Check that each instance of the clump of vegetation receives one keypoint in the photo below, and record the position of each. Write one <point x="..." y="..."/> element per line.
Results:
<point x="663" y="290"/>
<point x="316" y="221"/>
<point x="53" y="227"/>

Exercise description
Beginning with the first line, transcribe the complete listing exactly.

Written response
Check that each instance of the clump of vegetation receives one keypoint in the photo below, and record the position of each. Write one <point x="..." y="..."/> element per line.
Results:
<point x="663" y="290"/>
<point x="316" y="221"/>
<point x="53" y="227"/>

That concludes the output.